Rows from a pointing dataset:
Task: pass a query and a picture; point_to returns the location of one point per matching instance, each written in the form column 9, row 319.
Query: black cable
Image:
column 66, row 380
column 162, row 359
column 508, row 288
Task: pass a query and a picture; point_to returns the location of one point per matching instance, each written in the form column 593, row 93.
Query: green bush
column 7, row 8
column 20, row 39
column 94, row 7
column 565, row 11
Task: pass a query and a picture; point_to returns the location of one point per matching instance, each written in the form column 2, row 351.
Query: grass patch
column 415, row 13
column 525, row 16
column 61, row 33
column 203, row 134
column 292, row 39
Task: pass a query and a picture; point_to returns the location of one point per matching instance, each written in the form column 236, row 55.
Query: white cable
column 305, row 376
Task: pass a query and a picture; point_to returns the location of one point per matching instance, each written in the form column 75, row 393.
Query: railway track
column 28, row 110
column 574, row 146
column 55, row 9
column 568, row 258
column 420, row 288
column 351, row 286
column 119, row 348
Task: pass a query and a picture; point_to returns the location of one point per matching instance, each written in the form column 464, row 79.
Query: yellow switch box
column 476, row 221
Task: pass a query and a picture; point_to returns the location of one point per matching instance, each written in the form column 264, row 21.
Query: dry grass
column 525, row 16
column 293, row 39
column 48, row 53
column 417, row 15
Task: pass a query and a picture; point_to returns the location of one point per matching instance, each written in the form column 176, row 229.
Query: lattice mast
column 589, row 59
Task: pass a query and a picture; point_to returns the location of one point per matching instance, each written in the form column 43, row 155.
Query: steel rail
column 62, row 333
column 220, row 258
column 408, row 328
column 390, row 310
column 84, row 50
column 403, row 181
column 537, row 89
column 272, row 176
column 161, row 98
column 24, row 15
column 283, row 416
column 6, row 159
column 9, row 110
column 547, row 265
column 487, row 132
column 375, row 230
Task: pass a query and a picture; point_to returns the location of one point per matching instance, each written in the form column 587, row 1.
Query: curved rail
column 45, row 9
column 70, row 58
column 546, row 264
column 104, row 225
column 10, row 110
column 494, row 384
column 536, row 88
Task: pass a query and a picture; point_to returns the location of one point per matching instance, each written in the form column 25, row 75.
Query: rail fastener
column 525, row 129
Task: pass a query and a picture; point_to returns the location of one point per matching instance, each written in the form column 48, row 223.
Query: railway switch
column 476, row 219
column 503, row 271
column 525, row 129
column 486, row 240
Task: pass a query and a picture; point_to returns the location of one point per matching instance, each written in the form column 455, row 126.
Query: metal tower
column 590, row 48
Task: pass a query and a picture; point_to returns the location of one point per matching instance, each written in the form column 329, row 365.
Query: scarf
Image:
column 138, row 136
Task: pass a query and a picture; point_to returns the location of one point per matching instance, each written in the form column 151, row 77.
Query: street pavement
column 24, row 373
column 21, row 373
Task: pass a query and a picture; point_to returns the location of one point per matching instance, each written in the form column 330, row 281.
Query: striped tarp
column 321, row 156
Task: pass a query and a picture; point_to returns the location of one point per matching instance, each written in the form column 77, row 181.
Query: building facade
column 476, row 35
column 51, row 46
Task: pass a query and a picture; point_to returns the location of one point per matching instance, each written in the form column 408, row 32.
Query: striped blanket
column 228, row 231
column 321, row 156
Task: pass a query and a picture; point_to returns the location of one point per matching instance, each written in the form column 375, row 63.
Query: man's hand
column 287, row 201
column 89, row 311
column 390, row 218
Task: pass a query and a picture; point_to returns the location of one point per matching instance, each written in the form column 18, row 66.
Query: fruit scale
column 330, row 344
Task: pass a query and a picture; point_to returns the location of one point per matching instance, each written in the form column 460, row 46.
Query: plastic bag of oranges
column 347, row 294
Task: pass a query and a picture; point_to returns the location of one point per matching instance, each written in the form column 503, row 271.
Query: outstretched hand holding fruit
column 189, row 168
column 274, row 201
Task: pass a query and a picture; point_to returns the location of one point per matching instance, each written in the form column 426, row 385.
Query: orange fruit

The problem: Reproduce all of the rows above word for word, leaving nothing out and changing nothing.

Correct answer:
Task: pass a query and a picture; point_to returns the location of one point per matching instance, each written in the form column 9, row 319.
Query: black cable
Image:
column 66, row 380
column 162, row 359
column 508, row 288
Task: pass a query and a picture; point_to returns the location of one point per matching instance, each written in the form column 593, row 93.
Query: green bush
column 7, row 8
column 20, row 39
column 94, row 7
column 565, row 11
Task: pass a query and a picture; point_to returns the location of one point per matching instance, each written in the form column 2, row 351.
Query: grass patch
column 415, row 13
column 525, row 16
column 61, row 33
column 203, row 134
column 292, row 39
Task: pass a query and a picture; point_to returns the location of one point per matching instance, each written in the form column 236, row 55.
Query: white cable
column 305, row 376
Task: pass a query and a picture; point_to returns the location of one point per matching instance, each written in the form column 75, row 393.
Query: railway track
column 28, row 110
column 574, row 146
column 55, row 9
column 568, row 258
column 420, row 288
column 351, row 286
column 119, row 348
Task: pass a query and a picture; point_to returns the location of one point per matching instance, each written in the form column 464, row 79.
Query: yellow switch box
column 476, row 221
Task: pass a query and a picture; point_to returns the location of one point per matching instance, each written in the form column 264, row 21.
Query: dry grass
column 525, row 16
column 293, row 39
column 48, row 53
column 417, row 15
Task: pass a query and a picture; point_to returns the location of one point per matching instance, each written in the form column 176, row 229.
Query: lattice mast
column 589, row 59
Task: pass a query and a picture; point_to returns the location of one point per matching instance, each written in the form column 43, row 155.
Query: steel rail
column 62, row 333
column 220, row 258
column 408, row 328
column 390, row 310
column 84, row 50
column 403, row 181
column 537, row 89
column 272, row 176
column 161, row 98
column 24, row 15
column 283, row 416
column 6, row 159
column 9, row 110
column 547, row 265
column 487, row 132
column 375, row 230
Task: pass a query and a picture; point_to returns the location of one point per matching instance, each written in the form column 587, row 1.
Query: curved rail
column 45, row 9
column 70, row 58
column 546, row 264
column 104, row 225
column 10, row 110
column 494, row 384
column 536, row 88
Task: pass a query and a picture; point_to returns the location of one point per matching instance, each written in the form column 25, row 75.
Query: rail fastener
column 525, row 129
Task: pass a query and a picture; point_to returns the location of one point per matching instance, each written in the form column 48, row 223.
Query: railway switch
column 476, row 219
column 503, row 271
column 525, row 129
column 486, row 240
Task: pass a query and a picture; point_to returns the location of one point per matching instance, each written in the form column 455, row 126.
Query: metal tower
column 590, row 48
Task: pass a query and a picture; point_to returns the location of one point per matching instance, each written in the form column 329, row 365.
Query: scarf
Image:
column 138, row 136
Task: pass a query and a picture; point_to returns the location of one point per matching instance, each written in the form column 151, row 77.
Query: street pavement
column 24, row 373
column 21, row 373
Task: pass a query and a picture; point_to returns the location of one point per matching instance, each written in the form column 330, row 281.
Query: striped tarp
column 321, row 156
Task: pass a query and a picture; point_to returns the location of one point per matching instance, each written in the form column 77, row 181.
Query: building facade
column 476, row 35
column 51, row 46
Task: pass a query and a picture; point_to returns the location of one point per matching instance, each written in the form column 408, row 32.
Query: striped blanket
column 228, row 231
column 321, row 156
Task: pass a query and a picture; point_to returns the location of one point per matching instance, each written in the form column 375, row 63.
Query: man's hand
column 287, row 201
column 89, row 311
column 390, row 218
Task: pass a query and a picture; point_to returns the location of one point per matching instance, each written in the form column 18, row 66.
Query: fruit scale
column 330, row 344
Task: pass a query and a picture; point_to returns the location of one point per matching instance, each written in the form column 460, row 46.
Query: plastic bag of oranges
column 347, row 294
Task: pass a query and a picture; point_to returns the location of one point per matching instance, each written in the form column 503, row 271.
Query: outstretched hand holding fruit
column 189, row 168
column 274, row 201
Task: pass a query and a picture; point_to returns the location of one point per matching instance, each written in the form column 426, row 385.
Query: orange fruit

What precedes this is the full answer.